Rewrite every line of the entries below as a JSON list of strings, with one string per line and no blank lines.

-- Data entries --
-- Start --

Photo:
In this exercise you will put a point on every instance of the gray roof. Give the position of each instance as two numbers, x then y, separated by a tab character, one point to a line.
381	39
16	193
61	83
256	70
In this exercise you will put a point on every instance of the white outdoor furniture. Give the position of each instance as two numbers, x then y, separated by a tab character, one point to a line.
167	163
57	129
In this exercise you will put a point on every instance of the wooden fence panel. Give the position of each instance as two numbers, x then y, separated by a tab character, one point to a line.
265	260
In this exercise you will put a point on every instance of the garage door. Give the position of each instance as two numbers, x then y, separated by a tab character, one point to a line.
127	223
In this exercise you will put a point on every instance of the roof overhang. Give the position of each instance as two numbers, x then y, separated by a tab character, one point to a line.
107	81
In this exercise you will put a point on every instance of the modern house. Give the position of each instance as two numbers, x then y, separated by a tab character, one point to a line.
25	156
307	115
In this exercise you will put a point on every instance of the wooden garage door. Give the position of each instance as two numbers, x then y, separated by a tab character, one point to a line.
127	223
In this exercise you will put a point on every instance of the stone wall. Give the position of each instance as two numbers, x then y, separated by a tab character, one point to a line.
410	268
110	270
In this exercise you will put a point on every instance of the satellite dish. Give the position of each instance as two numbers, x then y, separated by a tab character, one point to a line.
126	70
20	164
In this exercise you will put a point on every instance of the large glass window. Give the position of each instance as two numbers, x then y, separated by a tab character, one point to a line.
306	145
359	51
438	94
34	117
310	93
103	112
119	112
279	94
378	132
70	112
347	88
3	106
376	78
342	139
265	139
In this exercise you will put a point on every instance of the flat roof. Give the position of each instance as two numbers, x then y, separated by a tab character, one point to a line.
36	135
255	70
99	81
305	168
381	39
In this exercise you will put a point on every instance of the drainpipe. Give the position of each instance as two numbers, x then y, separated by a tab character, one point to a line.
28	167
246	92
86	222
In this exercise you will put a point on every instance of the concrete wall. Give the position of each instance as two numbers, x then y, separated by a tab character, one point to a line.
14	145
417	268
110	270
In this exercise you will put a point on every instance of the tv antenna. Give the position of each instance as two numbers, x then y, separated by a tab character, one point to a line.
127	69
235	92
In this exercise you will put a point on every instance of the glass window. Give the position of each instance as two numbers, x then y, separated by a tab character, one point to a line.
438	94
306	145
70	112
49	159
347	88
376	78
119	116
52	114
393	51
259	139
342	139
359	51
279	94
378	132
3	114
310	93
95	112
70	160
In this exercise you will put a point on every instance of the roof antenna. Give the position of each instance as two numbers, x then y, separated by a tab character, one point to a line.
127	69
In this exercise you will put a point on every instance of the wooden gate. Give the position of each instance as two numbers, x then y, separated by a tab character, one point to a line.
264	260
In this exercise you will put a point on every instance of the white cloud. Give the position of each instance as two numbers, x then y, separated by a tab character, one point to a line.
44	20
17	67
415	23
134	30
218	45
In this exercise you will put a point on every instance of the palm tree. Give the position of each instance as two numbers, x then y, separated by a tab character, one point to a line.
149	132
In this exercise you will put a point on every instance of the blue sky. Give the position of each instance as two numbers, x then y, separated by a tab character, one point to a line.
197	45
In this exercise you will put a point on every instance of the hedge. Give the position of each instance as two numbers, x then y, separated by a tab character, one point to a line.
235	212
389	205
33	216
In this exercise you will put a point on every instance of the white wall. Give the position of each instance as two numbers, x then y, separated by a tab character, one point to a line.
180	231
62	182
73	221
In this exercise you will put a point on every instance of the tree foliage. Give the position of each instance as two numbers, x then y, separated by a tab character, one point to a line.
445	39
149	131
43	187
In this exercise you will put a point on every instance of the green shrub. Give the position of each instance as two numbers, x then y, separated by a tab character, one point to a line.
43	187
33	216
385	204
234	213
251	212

-- End --

-- Full output --
[
  "Photo:",
  "In this exercise you will put a point on every instance of the gray roof. Give the position of each instance as two numbers, x then y, separated by a tab character, one point to a line.",
  "381\t39",
  "16\t193",
  "61\t83",
  "256\t70",
  "In this exercise you will put a point on every instance of the white outdoor furniture. Give the position of each instance as two numbers, x then y, separated by a tab character, one point to a line.",
  "167\t163",
  "57\t129",
  "In this exercise you will put a point on every instance of the wooden fence panel. Give the position of each instance as two numbers, x then y, separated by a tab character, one point to a line.",
  "265\t260",
  "In this exercise you will put a point on every instance of the garage door. Give the position of each instance as two numbers, x then y, separated by a tab character, one point to a line.",
  "127\t223",
  "In this exercise you will put a point on every instance of the roof overhang. Give the position of each instance as two numbers, x then y, separated by a tab character, one point to a line.",
  "107\t81",
  "In this exercise you will put a point on every instance of the modern house. Give the position of each instance as two numbers, x then y, separated by a tab character, one point to a line.",
  "25\t156",
  "307\t115",
  "In this exercise you will put a point on every instance of the wooden garage door. Give the position of each instance as two numbers, x then y, separated by a tab character, one point to a line.",
  "127\t223",
  "In this exercise you will put a point on every instance of the stone wall. Give the position of each instance as two numbers, x then y, separated by a tab character, one point to a line.",
  "410\t268",
  "110\t270",
  "In this exercise you will put a point on every instance of the satellite dish. Give the position of each instance as two numbers, x then y, separated by a tab character, one point to a line.",
  "126\t70",
  "20\t164",
  "In this exercise you will put a point on every instance of the large glass window. Give the position of each instance as two numbers, x then y, separated by a tab character, one point to a line.",
  "306\t145",
  "359\t51",
  "438\t94",
  "34\t117",
  "310\t93",
  "103\t112",
  "119\t112",
  "279\t94",
  "378\t132",
  "70\t112",
  "347\t88",
  "3\t106",
  "376\t78",
  "342\t139",
  "265\t139",
  "In this exercise you will put a point on every instance of the flat roof. Give the position of each instance as two numbers, x then y, separated by a tab character, one point to a line.",
  "36\t135",
  "255\t70",
  "99\t81",
  "305\t168",
  "381\t39",
  "In this exercise you will put a point on every instance of the drainpipe. Give the position of each instance as two numbers, x then y, separated by a tab character, one point to a line.",
  "28\t167",
  "246\t92",
  "86\t222",
  "In this exercise you will put a point on every instance of the concrete wall. Give the position of each instance as two numbers, x then y, separated by a tab character, one point to a line.",
  "14\t145",
  "417\t268",
  "110\t270",
  "In this exercise you will put a point on every instance of the tv antenna. Give the position of each instance as two numbers, x then y, separated by a tab character, one point to a line.",
  "127\t69",
  "235\t92",
  "In this exercise you will put a point on every instance of the glass window. Give the position of each instance as two numbers, x then y, separated by a tab character, one point to a line.",
  "438\t94",
  "306\t145",
  "70\t112",
  "49\t159",
  "347\t88",
  "376\t78",
  "119\t116",
  "52\t114",
  "393\t51",
  "259\t139",
  "342\t139",
  "359\t51",
  "279\t94",
  "378\t132",
  "3\t114",
  "310\t93",
  "95\t112",
  "70\t160",
  "In this exercise you will put a point on every instance of the roof antenna. Give the position of each instance as two numbers, x then y, separated by a tab character, one point to a line.",
  "127\t69",
  "In this exercise you will put a point on every instance of the wooden gate. Give the position of each instance as two numbers, x then y, separated by a tab character, one point to a line.",
  "264\t260",
  "In this exercise you will put a point on every instance of the white cloud. Give the position of each instance as two numbers, x then y, separated by a tab character, one point to a line.",
  "44\t20",
  "17\t67",
  "415\t23",
  "134\t30",
  "218\t45",
  "In this exercise you will put a point on every instance of the palm tree. Give the position of each instance as two numbers, x then y, separated by a tab character, one point to a line.",
  "149\t132",
  "In this exercise you will put a point on every instance of the blue sky. Give the position of each instance as two numbers, x then y, separated by a tab character, one point to a line.",
  "197\t45",
  "In this exercise you will put a point on every instance of the hedge. Give the position of each instance as two numbers, x then y, separated by a tab character, one point to a line.",
  "235\t212",
  "389\t205",
  "33\t216",
  "In this exercise you will put a point on every instance of the white wall. Give the position of each instance as two numbers, x then y, separated by a tab character, one point to a line.",
  "180\t231",
  "62\t182",
  "73\t221",
  "In this exercise you will put a point on every instance of the tree foliage. Give the position of each instance as two numbers, x then y, separated by a tab character, one point to a line.",
  "445\t39",
  "149\t131",
  "43\t187",
  "In this exercise you will put a point on every instance of the green shrub. Give the position of each instance as two numbers, x then y, separated by a tab character, one point to a line.",
  "43\t187",
  "33\t216",
  "385\t204",
  "234\t213",
  "251\t212"
]